● **What to do**
Find each line in the material below containing the word "brown" and copy those lines.

[Coordinate labeling data]
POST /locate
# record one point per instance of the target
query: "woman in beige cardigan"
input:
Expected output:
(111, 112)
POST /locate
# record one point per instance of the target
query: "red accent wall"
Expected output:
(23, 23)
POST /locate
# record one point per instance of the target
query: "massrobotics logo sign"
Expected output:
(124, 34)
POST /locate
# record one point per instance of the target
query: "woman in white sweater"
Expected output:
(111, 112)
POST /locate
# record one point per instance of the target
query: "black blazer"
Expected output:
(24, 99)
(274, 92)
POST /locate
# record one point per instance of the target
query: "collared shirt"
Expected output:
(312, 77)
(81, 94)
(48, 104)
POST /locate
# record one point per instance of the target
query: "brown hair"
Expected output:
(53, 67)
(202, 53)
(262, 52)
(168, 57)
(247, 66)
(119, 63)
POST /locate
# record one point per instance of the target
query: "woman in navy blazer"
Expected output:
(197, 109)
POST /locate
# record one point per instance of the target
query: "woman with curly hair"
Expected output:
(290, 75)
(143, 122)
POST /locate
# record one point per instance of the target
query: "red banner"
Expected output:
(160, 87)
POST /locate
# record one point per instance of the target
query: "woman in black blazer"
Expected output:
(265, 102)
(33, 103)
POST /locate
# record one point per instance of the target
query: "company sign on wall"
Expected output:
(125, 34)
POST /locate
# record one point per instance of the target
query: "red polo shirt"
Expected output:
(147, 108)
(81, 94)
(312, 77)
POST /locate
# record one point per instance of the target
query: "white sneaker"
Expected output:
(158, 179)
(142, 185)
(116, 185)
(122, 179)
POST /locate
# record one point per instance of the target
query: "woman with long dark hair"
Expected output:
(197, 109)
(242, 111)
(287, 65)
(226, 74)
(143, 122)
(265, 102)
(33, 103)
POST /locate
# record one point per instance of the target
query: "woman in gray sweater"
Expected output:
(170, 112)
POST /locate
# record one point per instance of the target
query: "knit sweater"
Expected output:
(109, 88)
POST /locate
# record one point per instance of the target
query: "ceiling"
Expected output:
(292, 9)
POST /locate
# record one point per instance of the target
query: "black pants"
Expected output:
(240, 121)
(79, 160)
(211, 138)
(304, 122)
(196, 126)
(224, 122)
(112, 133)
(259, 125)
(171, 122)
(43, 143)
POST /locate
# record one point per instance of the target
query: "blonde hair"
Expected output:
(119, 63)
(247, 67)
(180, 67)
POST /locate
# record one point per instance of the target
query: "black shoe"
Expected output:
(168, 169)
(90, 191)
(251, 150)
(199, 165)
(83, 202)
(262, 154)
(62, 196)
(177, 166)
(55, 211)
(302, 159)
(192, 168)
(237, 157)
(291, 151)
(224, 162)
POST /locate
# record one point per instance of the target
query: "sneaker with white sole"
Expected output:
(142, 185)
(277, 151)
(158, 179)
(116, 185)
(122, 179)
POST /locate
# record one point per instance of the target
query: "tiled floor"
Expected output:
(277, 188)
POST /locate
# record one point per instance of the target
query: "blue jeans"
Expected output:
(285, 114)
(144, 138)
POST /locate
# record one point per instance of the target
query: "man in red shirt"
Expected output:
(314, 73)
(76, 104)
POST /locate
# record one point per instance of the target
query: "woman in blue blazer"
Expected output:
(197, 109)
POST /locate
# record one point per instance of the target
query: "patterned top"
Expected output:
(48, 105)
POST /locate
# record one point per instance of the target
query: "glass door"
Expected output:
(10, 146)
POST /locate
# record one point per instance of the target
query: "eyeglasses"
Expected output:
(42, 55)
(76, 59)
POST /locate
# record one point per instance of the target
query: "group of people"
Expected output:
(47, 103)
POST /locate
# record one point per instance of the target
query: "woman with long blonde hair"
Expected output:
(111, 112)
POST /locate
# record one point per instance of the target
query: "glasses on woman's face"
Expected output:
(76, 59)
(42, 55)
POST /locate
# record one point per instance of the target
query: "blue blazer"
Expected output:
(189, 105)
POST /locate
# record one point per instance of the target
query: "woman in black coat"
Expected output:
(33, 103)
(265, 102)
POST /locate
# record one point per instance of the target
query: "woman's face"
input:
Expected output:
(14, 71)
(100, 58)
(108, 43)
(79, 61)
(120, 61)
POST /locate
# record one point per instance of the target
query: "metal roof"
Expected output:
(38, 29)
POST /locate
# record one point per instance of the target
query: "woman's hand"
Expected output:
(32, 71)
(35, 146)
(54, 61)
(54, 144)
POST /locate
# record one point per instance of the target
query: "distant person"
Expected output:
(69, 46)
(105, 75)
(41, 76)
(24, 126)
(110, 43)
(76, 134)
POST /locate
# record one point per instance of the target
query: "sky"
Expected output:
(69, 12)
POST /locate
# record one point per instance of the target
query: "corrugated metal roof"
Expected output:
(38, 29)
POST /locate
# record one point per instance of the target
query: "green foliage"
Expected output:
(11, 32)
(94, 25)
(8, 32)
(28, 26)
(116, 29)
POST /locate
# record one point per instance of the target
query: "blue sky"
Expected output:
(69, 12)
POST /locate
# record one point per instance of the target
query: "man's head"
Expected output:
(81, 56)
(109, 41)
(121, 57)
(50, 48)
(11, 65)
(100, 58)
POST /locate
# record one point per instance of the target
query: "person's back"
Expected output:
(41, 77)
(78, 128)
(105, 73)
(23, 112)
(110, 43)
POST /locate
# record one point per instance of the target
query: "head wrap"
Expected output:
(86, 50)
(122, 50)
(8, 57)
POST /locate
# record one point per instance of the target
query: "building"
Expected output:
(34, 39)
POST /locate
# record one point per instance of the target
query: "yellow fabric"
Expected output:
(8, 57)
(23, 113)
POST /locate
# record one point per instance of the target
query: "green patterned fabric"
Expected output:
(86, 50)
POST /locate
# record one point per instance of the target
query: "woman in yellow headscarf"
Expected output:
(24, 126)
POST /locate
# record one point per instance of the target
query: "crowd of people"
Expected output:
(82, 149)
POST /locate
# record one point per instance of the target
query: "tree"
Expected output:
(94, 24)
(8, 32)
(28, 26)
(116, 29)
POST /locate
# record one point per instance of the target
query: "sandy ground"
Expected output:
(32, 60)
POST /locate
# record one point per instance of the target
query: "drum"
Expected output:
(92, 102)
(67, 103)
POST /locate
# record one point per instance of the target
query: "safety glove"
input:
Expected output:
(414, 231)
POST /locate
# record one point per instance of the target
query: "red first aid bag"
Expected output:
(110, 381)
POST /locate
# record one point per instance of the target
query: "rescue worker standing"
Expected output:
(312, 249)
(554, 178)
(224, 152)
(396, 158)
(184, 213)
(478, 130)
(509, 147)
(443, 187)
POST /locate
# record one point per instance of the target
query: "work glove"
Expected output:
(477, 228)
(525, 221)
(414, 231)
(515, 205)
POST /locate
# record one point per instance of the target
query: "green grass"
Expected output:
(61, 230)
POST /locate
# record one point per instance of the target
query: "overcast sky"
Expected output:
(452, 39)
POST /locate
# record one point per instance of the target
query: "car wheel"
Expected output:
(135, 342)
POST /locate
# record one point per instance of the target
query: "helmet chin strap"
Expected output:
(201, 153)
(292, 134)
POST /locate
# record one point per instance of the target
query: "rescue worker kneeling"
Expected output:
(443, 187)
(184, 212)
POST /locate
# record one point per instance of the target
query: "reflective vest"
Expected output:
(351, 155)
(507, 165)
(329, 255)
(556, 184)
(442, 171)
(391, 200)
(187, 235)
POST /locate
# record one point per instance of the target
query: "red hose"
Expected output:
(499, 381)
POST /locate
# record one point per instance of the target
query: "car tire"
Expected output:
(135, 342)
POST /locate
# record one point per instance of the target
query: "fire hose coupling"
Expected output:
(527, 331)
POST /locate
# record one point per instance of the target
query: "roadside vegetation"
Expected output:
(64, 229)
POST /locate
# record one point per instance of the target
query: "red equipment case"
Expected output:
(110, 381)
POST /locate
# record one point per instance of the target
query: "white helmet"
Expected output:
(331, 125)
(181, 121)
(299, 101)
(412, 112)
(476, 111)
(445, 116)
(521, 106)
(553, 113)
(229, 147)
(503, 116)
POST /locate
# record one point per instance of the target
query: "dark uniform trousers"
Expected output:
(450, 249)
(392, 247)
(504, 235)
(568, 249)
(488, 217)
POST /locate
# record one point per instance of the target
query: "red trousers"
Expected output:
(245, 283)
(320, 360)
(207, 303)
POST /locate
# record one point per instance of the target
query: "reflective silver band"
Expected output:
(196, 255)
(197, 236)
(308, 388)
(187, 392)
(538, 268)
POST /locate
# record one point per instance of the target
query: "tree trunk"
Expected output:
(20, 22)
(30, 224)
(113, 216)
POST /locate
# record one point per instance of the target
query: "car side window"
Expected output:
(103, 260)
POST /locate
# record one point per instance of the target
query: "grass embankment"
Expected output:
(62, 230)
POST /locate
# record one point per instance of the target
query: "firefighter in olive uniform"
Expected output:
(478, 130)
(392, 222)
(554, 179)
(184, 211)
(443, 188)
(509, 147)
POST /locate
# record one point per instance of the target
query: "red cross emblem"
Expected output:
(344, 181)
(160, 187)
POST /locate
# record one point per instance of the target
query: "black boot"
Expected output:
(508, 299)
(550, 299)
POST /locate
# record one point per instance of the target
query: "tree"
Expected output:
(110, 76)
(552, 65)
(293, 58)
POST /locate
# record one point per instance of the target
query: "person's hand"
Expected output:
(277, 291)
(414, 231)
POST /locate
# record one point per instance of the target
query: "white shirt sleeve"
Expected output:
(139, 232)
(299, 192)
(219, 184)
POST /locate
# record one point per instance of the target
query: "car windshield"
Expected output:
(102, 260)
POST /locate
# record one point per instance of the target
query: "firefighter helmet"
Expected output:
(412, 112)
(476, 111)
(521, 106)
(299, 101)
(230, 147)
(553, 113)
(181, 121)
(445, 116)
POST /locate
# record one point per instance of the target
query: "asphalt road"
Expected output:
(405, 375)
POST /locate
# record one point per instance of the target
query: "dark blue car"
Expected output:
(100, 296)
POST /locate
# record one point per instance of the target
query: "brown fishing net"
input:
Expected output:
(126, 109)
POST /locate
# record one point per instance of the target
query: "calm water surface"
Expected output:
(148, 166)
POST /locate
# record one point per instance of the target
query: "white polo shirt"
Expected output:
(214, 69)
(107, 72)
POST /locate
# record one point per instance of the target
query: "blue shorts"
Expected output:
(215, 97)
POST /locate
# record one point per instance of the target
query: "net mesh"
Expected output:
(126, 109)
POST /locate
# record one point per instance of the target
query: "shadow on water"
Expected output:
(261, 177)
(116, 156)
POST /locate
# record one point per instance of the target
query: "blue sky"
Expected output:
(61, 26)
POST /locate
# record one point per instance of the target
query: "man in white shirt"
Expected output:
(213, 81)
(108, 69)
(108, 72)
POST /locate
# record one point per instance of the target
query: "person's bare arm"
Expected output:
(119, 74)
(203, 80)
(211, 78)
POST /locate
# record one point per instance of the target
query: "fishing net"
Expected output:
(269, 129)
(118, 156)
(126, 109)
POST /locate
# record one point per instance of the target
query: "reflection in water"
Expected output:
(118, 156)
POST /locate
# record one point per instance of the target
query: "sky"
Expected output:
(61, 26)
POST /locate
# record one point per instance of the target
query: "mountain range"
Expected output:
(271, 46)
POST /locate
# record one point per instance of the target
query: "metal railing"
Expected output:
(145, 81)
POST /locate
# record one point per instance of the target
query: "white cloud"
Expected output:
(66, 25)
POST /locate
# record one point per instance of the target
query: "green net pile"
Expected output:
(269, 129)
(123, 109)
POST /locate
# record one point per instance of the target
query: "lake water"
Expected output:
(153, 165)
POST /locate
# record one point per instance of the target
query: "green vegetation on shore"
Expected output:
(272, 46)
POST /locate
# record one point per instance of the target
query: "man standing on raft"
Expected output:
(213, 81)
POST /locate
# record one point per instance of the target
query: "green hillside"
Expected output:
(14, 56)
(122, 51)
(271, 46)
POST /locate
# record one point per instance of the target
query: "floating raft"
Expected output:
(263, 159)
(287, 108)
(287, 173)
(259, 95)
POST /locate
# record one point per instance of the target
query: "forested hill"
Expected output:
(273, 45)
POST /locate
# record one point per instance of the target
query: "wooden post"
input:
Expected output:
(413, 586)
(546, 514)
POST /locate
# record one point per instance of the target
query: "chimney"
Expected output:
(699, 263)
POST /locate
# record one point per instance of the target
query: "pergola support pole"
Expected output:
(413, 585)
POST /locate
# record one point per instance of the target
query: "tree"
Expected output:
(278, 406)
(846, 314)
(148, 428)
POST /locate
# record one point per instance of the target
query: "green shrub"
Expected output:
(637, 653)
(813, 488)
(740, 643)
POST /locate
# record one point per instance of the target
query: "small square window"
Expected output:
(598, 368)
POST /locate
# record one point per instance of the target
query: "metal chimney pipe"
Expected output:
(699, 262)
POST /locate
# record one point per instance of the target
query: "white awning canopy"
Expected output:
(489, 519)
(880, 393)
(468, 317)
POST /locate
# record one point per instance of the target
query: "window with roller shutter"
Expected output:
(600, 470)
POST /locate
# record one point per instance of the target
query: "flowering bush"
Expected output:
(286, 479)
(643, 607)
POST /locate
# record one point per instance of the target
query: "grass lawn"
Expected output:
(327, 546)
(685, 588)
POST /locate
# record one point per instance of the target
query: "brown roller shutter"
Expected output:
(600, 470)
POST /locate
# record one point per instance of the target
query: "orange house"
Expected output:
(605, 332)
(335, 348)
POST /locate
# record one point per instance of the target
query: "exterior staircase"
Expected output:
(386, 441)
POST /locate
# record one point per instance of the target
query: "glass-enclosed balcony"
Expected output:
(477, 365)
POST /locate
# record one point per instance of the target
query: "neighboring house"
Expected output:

● **Answer to the problem**
query: "brown hair"
query: "brown fishing net"
query: "brown roller shutter"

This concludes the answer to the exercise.